Job A:
In the records, change "ruined wall" to "crumbling wall" in everything from the line containing "Please give the outline of every instance of the ruined" down to the line containing "POLYGON ((19 45, 15". Give only those lines back, with nothing else altered.

Page extract:
Consider the following third-order linear homogeneous differential equation with initial conditions:

\[ y''' + y' = 0 \quad \text{with} \quad y(0)=0, \, y'(0)=1, \, y''(0)=2 \]

1. Characteristic Equation

First, we find the characteristic equation by substituting \( y = e^{rt} \):

\[ r^3 + r = 0 \]

Factoring the equation:

\[ r(r^2 + 1) = 0 \]

The roots are:

\[ r = 0, \, i, \, -i \]

2. General Solution

The general solution is a linear combination of the solutions corresponding to each root:

\[ y = C_1 + C_2 \cos t + C_3 \sin t \]

3. Applying Initial Conditions

We use the initial conditions to solve for the constants \( C_1, C_2, \) and \( C_3 \).

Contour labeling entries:
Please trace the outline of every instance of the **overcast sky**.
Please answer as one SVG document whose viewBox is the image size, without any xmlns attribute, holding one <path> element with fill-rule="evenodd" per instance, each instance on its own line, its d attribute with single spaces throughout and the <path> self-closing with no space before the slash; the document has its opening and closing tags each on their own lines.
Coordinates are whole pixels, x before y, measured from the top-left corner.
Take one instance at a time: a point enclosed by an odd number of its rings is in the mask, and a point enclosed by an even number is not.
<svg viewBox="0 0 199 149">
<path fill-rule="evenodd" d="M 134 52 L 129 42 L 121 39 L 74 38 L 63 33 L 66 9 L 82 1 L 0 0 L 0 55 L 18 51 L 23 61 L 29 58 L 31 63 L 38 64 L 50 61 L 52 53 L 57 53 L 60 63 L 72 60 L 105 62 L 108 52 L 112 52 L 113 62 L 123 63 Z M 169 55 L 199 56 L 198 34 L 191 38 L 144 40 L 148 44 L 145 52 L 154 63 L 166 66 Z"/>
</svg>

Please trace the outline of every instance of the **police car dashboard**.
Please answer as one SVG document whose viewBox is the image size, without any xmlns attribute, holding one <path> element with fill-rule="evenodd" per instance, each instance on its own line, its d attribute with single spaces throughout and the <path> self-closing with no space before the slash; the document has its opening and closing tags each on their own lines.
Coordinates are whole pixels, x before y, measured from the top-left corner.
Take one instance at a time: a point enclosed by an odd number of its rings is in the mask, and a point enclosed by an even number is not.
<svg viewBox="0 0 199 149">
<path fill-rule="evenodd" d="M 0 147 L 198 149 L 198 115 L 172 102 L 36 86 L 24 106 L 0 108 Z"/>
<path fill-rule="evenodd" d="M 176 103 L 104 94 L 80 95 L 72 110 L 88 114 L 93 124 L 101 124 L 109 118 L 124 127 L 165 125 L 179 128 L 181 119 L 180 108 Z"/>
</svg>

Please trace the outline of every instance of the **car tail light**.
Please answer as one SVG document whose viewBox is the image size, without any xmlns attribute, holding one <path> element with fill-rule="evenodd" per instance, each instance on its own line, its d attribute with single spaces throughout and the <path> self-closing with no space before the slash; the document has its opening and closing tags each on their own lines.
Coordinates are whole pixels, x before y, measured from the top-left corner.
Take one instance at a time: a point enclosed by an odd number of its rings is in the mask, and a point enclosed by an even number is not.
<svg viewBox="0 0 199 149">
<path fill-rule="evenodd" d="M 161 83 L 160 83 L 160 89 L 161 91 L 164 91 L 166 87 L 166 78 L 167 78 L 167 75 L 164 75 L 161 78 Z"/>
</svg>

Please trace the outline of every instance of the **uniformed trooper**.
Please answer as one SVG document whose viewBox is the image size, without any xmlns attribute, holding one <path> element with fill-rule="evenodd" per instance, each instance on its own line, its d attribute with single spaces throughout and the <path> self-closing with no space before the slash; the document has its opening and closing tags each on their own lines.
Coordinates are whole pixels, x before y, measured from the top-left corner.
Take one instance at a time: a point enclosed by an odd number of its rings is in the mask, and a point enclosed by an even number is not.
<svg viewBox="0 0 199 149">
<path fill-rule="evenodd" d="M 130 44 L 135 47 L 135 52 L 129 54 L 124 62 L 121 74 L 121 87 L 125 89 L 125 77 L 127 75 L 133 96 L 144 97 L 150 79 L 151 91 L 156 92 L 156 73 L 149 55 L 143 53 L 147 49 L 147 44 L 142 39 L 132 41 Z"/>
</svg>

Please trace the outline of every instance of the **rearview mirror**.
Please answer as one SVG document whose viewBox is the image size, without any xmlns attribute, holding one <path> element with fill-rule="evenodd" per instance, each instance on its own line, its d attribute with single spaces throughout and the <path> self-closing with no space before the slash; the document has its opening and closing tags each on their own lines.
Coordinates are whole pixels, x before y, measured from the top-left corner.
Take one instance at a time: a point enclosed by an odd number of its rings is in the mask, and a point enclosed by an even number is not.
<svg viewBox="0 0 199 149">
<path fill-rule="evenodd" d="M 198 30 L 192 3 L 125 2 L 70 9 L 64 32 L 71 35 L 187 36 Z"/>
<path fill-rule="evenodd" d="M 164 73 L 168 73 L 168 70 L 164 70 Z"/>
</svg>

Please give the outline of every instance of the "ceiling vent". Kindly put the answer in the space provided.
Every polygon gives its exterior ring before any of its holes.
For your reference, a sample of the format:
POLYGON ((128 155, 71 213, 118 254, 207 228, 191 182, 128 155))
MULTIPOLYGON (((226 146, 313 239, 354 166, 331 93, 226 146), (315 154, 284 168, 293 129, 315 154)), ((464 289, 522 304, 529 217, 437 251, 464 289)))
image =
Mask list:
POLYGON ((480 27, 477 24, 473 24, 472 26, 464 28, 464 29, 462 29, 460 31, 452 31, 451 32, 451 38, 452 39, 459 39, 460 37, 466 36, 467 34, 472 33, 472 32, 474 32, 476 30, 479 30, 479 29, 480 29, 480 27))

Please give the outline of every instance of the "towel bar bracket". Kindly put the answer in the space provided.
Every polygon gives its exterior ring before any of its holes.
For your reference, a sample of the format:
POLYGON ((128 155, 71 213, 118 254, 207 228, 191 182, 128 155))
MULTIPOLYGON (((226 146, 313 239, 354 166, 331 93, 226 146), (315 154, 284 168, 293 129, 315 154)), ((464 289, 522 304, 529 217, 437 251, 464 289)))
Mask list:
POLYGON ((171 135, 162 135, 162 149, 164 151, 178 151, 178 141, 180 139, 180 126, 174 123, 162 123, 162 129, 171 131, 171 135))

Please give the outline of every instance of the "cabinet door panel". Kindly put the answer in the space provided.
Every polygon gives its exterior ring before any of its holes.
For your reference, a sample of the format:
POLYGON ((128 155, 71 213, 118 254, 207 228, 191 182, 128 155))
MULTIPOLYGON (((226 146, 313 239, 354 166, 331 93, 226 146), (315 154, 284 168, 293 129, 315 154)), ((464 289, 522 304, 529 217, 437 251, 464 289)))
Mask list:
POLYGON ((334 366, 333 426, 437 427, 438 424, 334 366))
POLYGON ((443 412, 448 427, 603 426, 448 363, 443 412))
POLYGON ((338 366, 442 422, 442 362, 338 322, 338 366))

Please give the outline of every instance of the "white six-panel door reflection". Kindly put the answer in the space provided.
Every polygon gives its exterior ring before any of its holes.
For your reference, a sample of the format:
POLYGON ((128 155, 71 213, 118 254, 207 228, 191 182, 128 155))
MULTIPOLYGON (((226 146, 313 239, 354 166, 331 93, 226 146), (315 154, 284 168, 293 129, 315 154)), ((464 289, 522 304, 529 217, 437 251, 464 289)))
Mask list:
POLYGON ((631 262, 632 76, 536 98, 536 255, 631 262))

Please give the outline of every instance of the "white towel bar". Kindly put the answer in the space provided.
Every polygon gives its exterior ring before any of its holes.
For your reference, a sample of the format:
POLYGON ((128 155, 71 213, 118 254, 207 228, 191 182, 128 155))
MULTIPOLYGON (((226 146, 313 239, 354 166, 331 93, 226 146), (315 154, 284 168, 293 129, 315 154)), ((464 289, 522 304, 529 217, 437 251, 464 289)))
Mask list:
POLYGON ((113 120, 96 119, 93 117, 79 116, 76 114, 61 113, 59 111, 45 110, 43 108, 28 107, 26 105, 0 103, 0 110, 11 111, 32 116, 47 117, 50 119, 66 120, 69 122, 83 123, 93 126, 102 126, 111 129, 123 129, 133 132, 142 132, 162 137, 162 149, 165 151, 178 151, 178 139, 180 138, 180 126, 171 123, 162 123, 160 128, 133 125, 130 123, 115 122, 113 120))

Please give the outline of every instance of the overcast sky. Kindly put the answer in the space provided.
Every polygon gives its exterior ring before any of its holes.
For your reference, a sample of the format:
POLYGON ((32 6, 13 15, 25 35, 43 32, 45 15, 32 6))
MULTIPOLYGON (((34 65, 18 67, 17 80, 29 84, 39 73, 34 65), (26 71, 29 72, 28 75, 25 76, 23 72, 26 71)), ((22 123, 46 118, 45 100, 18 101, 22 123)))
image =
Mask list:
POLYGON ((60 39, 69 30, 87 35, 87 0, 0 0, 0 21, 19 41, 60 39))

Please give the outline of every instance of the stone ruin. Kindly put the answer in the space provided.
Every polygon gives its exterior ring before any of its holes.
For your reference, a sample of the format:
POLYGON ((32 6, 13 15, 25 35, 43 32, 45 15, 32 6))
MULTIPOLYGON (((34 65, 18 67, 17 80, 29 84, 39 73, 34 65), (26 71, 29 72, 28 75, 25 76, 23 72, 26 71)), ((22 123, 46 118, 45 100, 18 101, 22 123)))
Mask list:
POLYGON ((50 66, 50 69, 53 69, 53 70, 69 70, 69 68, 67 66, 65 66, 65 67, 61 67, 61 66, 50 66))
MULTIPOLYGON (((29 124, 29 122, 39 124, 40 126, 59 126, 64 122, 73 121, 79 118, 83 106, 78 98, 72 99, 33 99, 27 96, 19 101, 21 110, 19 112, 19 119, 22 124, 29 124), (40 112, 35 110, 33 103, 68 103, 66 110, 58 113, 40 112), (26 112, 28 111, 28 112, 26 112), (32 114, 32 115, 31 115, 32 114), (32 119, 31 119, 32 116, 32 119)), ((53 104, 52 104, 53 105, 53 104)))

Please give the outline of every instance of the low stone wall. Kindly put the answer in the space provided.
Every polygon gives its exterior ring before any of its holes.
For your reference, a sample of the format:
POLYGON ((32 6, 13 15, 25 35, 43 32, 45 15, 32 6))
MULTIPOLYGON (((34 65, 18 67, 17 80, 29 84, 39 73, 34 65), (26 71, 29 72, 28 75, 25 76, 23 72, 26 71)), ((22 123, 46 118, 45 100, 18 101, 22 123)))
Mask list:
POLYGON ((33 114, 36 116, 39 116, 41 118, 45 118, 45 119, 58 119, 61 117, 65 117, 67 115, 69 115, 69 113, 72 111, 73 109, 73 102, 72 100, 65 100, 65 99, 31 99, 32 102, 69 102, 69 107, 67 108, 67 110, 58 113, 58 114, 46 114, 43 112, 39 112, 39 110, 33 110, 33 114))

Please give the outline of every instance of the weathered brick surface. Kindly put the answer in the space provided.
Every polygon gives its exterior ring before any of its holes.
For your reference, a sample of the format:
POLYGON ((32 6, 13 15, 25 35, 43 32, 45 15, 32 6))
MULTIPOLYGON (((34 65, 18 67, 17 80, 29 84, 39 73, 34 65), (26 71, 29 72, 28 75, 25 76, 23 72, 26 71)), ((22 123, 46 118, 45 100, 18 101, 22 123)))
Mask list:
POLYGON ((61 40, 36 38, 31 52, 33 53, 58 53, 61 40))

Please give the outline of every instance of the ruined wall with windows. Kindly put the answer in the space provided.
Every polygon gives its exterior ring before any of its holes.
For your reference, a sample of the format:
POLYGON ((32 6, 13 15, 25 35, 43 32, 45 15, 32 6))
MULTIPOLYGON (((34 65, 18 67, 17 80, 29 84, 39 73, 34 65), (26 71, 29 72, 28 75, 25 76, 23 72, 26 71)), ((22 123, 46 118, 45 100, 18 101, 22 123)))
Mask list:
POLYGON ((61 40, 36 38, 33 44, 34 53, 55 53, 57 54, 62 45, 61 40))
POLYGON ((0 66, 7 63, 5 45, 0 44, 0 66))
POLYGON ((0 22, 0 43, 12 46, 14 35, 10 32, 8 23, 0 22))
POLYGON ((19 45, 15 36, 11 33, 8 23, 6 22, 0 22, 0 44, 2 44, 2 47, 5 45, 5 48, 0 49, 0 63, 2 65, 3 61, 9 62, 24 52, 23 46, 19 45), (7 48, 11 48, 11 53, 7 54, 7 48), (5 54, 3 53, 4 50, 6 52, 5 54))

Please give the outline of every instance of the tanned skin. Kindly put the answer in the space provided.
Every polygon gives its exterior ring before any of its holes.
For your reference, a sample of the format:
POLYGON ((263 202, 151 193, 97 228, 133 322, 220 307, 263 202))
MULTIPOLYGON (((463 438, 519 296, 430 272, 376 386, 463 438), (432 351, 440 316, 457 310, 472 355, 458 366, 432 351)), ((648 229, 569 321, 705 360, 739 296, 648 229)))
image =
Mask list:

Job B:
List the numbered section headings in the differential equation excerpt above.

Expected answer A:
Please give the outline of every instance of the crumbling wall with windows. Kindly put the answer in the space provided.
Every polygon gives its exterior ring before any of its holes.
For your reference, a sample of the format:
POLYGON ((32 6, 13 15, 25 35, 43 32, 45 15, 32 6))
MULTIPOLYGON (((34 65, 18 67, 17 80, 29 84, 39 73, 34 65), (26 71, 29 72, 28 75, 25 76, 23 72, 26 71)), ((22 123, 46 118, 45 100, 18 101, 22 123)))
Mask list:
POLYGON ((61 40, 36 38, 33 44, 34 53, 55 53, 57 54, 62 45, 61 40))
POLYGON ((0 66, 7 63, 5 45, 0 44, 0 66))
POLYGON ((0 22, 0 43, 12 46, 14 35, 10 32, 8 23, 0 22))
POLYGON ((19 45, 15 36, 11 33, 8 23, 6 22, 0 22, 0 44, 2 44, 2 47, 5 45, 5 48, 0 49, 0 63, 2 65, 3 61, 9 62, 24 52, 23 46, 19 45), (7 48, 11 48, 11 53, 7 54, 7 48), (5 54, 3 53, 4 50, 6 52, 5 54))

Expected answer B:
1. Characteristic Equation
2. General Solution
3. Applying Initial Conditions